Wednesday, 6 February 2013

Ray, inilah 9 hariku itu- Suka Duka Diksar Resimen Mahasiswa


Saya dan Menwa
Ray, sepertinya kau kesepian selama 9 hari ini. Maaf aku tak sempat untuk sekedar menjenguk dan menyapamu barang sejenak. Kau tau, selama hari-hari itu aku bahkan seperti hidup di neraka saja, serasa aku ingin mengambil tali dan gantung diri di lemari. Belum habis pegal-pegal disekujur tubuhku akibat latihan 3 hari di Pusat Pendidikan Zeni, kini harus bertambah 9 hari lagi, bahkan kali ini harus menginap. Jadi, kau tak usah marah lah karena untuk sejenak aku melupakanmu.
· · ·
§ **Kerjakan ini**:
Pada teks bacaan di atas, cari paragraf di bawah judul "Saya dan Menwa". Sebutkan semua frasa dalam paragraf itu yang menyatakan jumlah hari dengan angka.

§ **Bagian data**:
· · ·
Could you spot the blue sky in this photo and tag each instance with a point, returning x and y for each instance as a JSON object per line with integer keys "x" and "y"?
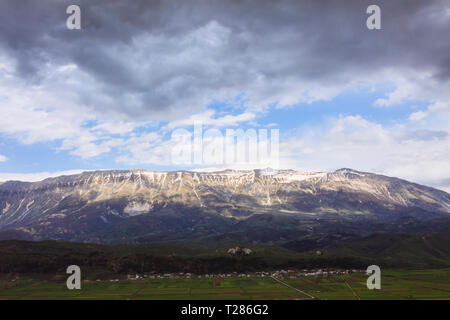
{"x": 109, "y": 96}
· · ·
§ **Jawaban latihan**:
Frasa yang menyatakan jumlah hari dengan angka adalah "9 hari ini", "3 hari", dan "9 hari lagi".